Work task: Having found the line that contains "In this picture, where can the group", please retype only it and every line after it up to the end of the entries, exactly as written.

Dataset entries

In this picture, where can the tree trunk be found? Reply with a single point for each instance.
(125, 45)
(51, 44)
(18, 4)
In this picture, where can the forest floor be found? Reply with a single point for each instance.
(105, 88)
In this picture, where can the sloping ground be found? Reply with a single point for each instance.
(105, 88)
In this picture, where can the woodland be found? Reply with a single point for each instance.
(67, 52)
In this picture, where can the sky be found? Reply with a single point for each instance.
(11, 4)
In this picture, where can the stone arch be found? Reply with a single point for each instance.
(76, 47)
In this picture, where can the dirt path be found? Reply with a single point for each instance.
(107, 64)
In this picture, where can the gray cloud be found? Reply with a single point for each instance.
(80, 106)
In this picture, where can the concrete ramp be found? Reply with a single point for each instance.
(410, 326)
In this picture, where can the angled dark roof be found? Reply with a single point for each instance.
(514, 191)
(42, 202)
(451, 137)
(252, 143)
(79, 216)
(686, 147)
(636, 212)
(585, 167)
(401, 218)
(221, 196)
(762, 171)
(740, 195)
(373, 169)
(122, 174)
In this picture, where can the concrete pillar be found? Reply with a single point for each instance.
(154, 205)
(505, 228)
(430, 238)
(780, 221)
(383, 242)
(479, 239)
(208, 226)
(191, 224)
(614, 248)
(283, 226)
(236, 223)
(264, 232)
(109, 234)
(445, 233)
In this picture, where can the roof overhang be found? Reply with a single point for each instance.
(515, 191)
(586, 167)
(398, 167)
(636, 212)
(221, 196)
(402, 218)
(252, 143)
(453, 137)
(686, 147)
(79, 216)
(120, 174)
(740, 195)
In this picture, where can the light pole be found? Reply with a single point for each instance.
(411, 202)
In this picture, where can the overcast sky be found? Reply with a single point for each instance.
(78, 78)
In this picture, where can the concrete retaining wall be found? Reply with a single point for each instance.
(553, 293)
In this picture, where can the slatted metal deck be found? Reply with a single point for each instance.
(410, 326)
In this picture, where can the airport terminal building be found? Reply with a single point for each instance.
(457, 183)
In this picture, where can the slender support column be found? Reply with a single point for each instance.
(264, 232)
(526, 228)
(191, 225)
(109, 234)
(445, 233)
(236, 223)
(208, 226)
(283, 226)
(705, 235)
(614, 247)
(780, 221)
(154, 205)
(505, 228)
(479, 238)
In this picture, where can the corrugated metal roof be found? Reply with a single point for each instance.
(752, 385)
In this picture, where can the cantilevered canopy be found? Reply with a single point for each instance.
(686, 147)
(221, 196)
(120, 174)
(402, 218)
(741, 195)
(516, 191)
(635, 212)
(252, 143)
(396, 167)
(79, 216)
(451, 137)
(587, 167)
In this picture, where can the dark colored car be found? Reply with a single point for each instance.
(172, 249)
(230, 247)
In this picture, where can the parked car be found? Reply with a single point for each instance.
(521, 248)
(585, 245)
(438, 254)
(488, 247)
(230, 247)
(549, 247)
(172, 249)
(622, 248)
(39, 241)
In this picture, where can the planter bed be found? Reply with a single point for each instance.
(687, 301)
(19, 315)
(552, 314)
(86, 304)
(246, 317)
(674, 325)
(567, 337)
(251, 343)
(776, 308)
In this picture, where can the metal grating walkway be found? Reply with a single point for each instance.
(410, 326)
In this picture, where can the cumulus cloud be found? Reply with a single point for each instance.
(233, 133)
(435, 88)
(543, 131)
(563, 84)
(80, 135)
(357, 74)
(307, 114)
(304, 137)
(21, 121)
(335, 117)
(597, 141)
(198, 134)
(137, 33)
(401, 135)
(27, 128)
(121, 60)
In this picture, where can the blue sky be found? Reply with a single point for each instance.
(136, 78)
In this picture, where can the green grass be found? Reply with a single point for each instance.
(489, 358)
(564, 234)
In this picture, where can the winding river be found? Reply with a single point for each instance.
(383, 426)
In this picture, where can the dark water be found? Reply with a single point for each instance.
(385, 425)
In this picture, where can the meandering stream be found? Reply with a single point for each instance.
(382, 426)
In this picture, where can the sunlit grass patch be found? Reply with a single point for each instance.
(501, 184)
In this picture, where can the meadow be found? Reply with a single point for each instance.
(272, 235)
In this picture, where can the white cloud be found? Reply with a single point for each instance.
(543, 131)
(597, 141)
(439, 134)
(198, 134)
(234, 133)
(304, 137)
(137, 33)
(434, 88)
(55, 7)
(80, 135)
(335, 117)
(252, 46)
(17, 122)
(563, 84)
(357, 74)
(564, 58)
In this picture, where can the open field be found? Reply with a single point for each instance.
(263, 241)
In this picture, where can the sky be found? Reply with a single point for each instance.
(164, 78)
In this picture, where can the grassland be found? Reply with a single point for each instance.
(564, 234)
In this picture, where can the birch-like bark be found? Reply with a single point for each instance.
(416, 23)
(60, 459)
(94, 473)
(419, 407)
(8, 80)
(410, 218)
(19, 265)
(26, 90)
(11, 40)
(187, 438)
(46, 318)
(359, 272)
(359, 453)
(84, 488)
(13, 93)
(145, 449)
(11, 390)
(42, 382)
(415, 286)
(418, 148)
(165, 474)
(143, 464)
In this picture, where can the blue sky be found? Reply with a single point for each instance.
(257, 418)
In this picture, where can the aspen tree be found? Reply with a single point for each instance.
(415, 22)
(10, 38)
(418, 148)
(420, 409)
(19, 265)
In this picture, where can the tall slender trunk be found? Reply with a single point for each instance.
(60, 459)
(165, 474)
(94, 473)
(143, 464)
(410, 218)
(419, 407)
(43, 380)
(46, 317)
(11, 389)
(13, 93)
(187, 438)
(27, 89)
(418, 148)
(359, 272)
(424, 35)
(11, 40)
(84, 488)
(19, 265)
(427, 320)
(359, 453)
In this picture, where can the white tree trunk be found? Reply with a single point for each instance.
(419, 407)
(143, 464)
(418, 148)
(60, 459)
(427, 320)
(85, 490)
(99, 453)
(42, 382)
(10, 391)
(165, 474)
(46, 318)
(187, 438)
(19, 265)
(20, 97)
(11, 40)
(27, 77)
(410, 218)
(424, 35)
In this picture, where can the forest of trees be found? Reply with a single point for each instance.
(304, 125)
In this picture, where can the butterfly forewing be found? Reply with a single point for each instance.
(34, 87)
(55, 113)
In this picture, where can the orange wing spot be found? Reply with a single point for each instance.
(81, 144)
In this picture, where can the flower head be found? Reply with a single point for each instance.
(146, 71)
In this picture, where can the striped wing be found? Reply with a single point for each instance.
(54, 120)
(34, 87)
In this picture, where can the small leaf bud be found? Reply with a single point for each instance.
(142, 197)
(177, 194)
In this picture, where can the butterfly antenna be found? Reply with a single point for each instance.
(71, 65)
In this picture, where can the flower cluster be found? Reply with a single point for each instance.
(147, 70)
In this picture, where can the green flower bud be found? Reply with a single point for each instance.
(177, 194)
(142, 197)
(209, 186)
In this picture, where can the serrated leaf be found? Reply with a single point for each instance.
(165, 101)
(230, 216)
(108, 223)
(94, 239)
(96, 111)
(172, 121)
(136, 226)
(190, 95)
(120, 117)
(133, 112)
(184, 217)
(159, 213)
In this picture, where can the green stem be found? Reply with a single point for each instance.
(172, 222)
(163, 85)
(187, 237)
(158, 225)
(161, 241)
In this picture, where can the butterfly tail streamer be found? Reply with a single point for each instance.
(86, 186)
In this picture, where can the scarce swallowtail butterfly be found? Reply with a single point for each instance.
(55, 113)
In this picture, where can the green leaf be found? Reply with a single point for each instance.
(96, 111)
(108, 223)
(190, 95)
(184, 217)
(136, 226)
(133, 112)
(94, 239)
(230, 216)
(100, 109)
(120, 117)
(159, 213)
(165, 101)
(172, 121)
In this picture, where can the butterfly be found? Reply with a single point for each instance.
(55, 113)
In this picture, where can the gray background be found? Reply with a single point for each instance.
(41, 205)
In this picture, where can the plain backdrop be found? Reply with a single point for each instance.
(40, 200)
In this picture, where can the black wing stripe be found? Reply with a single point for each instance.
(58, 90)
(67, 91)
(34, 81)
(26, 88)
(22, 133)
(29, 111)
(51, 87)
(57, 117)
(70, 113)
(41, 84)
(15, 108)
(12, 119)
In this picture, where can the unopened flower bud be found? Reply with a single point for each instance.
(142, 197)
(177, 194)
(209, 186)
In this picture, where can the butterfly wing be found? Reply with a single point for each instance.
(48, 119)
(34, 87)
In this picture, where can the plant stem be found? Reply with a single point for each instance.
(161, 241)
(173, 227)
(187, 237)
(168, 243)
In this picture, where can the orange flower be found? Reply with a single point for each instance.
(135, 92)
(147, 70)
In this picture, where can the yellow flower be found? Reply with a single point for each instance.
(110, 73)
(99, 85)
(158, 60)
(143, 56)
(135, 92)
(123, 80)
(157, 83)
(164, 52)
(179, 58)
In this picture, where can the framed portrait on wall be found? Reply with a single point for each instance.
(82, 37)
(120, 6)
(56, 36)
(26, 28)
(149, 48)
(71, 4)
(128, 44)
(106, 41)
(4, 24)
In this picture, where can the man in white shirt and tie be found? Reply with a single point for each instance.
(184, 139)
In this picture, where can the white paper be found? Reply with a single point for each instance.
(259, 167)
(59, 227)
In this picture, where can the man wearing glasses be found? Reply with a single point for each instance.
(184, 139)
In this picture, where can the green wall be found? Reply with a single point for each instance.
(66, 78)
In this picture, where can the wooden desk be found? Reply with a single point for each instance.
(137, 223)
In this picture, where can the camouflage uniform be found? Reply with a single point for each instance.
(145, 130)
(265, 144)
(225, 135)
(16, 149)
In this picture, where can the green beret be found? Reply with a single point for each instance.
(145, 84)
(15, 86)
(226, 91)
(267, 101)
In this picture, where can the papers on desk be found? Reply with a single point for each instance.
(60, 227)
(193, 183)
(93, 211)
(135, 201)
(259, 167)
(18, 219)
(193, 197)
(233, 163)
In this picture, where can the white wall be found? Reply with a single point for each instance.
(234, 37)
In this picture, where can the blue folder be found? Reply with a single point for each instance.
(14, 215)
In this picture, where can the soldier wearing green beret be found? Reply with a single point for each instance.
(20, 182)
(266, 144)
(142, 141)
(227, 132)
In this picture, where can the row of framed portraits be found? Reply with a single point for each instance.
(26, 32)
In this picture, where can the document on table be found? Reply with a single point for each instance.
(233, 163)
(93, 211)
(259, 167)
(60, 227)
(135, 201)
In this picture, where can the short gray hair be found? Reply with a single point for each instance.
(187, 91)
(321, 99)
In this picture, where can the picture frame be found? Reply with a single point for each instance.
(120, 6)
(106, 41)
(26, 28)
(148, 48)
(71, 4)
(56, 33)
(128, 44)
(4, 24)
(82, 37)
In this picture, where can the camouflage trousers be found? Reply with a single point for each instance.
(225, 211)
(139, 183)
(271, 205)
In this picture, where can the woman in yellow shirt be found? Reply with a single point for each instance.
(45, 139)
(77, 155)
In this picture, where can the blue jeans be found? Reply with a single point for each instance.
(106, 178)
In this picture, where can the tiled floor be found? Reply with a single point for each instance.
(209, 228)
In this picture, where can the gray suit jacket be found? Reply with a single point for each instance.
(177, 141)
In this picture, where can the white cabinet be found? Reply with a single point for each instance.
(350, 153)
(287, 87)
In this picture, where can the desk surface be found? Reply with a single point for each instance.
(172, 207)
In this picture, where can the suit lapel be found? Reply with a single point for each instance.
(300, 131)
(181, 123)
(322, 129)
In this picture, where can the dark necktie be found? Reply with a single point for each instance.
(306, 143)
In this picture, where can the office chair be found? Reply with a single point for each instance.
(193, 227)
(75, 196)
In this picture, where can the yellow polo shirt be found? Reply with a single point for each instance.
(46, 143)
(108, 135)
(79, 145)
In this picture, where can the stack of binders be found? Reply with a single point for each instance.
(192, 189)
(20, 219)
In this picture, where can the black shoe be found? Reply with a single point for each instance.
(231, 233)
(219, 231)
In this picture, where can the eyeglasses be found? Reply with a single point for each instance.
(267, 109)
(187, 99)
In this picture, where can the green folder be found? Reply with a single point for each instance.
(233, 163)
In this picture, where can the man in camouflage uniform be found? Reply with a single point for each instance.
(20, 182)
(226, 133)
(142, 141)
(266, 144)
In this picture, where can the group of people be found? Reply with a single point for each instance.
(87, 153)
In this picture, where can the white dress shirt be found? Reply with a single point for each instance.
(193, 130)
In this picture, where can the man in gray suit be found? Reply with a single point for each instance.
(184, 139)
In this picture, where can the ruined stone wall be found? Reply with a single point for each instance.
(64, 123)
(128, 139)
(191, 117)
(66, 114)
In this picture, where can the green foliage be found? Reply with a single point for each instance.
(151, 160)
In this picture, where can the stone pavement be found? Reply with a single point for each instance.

Solution for this task:
In this picture, where can the group of people be found? Reply with a single point for each instance.
(87, 153)
In this picture, where can the white dress shirt be found? Reply with a single point for each instance.
(193, 130)
In this picture, where can the man in gray suit be found? Reply with a single point for each instance.
(184, 139)
In this picture, where can the ruined stone wall be found? Reply with a single point for each instance.
(64, 123)
(128, 139)
(191, 117)
(66, 114)
In this picture, where can the green foliage be found? Reply with a single point for each instance.
(151, 160)
In this picture, where can the stone pavement be found? Reply with a single point for each instance.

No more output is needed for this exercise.